» GIVEN INSTRUCTION A
In the infrared waveguide passage, what defines the longitudinal axis of the ion storage area?
» GIVEN INSTRUCTION B
Extract word for word the portion of the infrared waveguide passage between "In one embodiment" and "infrared waveguide 20.", inclusive.

» EXCERPTED PASSAGE
◇ ◇ ◇ ◇ ◇ ◇ ◇

In one embodiment in accordance with the present disclosure, the resultant power density of the delivered infrared laser beam 38 can be controlled (i.e., tuned) by adjusting or changing the focal length of the focusing lens 16. In another embodiment, the resultant power density of the delivered infrared laser beam 38 can be controlled by adjusting the location of the proximal end 22 of the infrared waveguide 20, relative to the location of the focused infrared laser beam 14. In yet another embodiment, the resultant power density of the delivered infrared laser beam 38 can be controlled by adjusting the path characteristics of the infrared waveguide 20, for example, by further bending or straightening the infrared waveguide 20.

In accordance with the present disclosure, the distal end 24 of the infrared waveguide 20 is located in proximity to, and aligned with, at least a portion of the ion storage area 40. In a preferred embodiment, the distal end 24 of the infrared waveguide 20 should not be directed at one of the electrical components, e.g., 32, 36 and 42. In other words, the main trajectory path 120 of the delivered infrared laser beam 38, from the distal end 24 to the ion storage area 40, should not, preferrably, be obstructed by one of the electrical components of the ion dissociation chamber 30. The ion storage area 40 of the ion dissociation chamber 30 has a longitudinal axis (not shown) that is defined by a path drawn from entrance 34 to exit 44. In the exemplary embodiment depicted in FIG. 2, the distal end 24 of the infrared waveguide 20 is aligned substantially orthogonally to and in proximity of the longitudinal axis of the ion storage area 40. In other exemplary embodiments, the distal end 24 of the infrared waveguide 20 may be oriented substantially parallel to the longitudinal axis of the ion storage area 30 and, in some embodiments, may be centered on (i.e., oriented on) the longitudinal axis. In yet other embodiments in accordance with the present disclosure, the distal end 24 of the infrared waveguide 20 may be oriented non-orthogonally to the longitudinal axis of the ion storage area 40.

◇ ◇ ◇ ◇ ◇ ◇ ◇

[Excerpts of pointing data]
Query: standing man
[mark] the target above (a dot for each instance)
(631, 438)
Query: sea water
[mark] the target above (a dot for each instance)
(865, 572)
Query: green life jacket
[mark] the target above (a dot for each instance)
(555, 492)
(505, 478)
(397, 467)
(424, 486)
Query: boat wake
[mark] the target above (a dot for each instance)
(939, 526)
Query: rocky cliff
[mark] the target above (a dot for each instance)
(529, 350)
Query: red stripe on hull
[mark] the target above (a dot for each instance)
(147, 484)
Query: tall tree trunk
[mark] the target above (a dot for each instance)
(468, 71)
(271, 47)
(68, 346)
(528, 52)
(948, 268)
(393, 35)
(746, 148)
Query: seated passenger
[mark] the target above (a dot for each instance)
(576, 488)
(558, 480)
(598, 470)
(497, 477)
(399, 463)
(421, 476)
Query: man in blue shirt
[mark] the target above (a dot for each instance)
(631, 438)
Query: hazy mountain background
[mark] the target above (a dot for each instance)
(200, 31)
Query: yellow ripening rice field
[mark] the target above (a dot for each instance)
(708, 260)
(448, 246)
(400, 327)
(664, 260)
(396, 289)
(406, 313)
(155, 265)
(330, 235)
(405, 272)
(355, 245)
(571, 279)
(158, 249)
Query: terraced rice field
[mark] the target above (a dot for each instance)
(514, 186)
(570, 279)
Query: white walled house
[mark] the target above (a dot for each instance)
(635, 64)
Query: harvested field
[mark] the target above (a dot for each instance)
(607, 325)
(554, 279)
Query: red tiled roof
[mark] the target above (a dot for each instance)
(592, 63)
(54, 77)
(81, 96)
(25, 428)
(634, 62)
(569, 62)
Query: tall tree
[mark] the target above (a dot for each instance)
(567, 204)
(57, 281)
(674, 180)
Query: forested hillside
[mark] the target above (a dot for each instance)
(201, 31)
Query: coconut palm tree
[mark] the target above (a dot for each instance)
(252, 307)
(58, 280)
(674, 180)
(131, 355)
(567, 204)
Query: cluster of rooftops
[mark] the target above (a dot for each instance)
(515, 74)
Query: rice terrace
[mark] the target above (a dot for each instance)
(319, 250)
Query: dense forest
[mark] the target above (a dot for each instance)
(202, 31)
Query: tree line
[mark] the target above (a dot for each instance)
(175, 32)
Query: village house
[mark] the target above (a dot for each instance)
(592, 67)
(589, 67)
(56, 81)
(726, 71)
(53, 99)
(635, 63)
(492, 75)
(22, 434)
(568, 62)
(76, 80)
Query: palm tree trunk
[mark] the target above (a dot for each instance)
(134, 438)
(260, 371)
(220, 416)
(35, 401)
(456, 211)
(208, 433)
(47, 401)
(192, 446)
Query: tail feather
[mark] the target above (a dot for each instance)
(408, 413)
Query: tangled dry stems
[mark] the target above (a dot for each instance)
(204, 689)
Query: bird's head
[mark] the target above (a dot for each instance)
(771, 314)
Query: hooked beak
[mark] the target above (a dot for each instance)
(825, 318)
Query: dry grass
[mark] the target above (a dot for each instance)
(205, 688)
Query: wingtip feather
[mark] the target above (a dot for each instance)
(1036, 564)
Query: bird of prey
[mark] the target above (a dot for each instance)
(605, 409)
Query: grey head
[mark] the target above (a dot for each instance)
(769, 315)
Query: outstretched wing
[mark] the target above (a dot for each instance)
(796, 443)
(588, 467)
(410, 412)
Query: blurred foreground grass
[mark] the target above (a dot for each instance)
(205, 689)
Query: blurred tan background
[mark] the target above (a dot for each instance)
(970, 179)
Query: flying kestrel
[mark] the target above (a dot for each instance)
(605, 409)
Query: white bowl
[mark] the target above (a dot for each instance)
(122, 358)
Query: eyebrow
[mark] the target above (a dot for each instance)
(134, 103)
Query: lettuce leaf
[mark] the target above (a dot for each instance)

◇ ◇ ◇ ◇ ◇ ◇ ◇

» WRITTEN ANSWER A
A path drawn from entrance 34 to exit 44.

» WRITTEN ANSWER B
In one embodiment in accordance with the present disclosure, the resultant power density of the delivered infrared laser beam 38 can be controlled (i.e., tuned) by adjusting or changing the focal length of the focusing lens 16. In another embodiment, the resultant power density of the delivered infrared laser beam 38 can be controlled by adjusting the location of the proximal end 22 of the infrared waveguide 20, relative to the location of the focused infrared laser beam 14. In yet another embodiment, the resultant power density of the delivered infrared laser beam 38 can be controlled by adjusting the path characteristics of the infrared waveguide 20, for example, by further bending or straightening the infrared waveguide 20.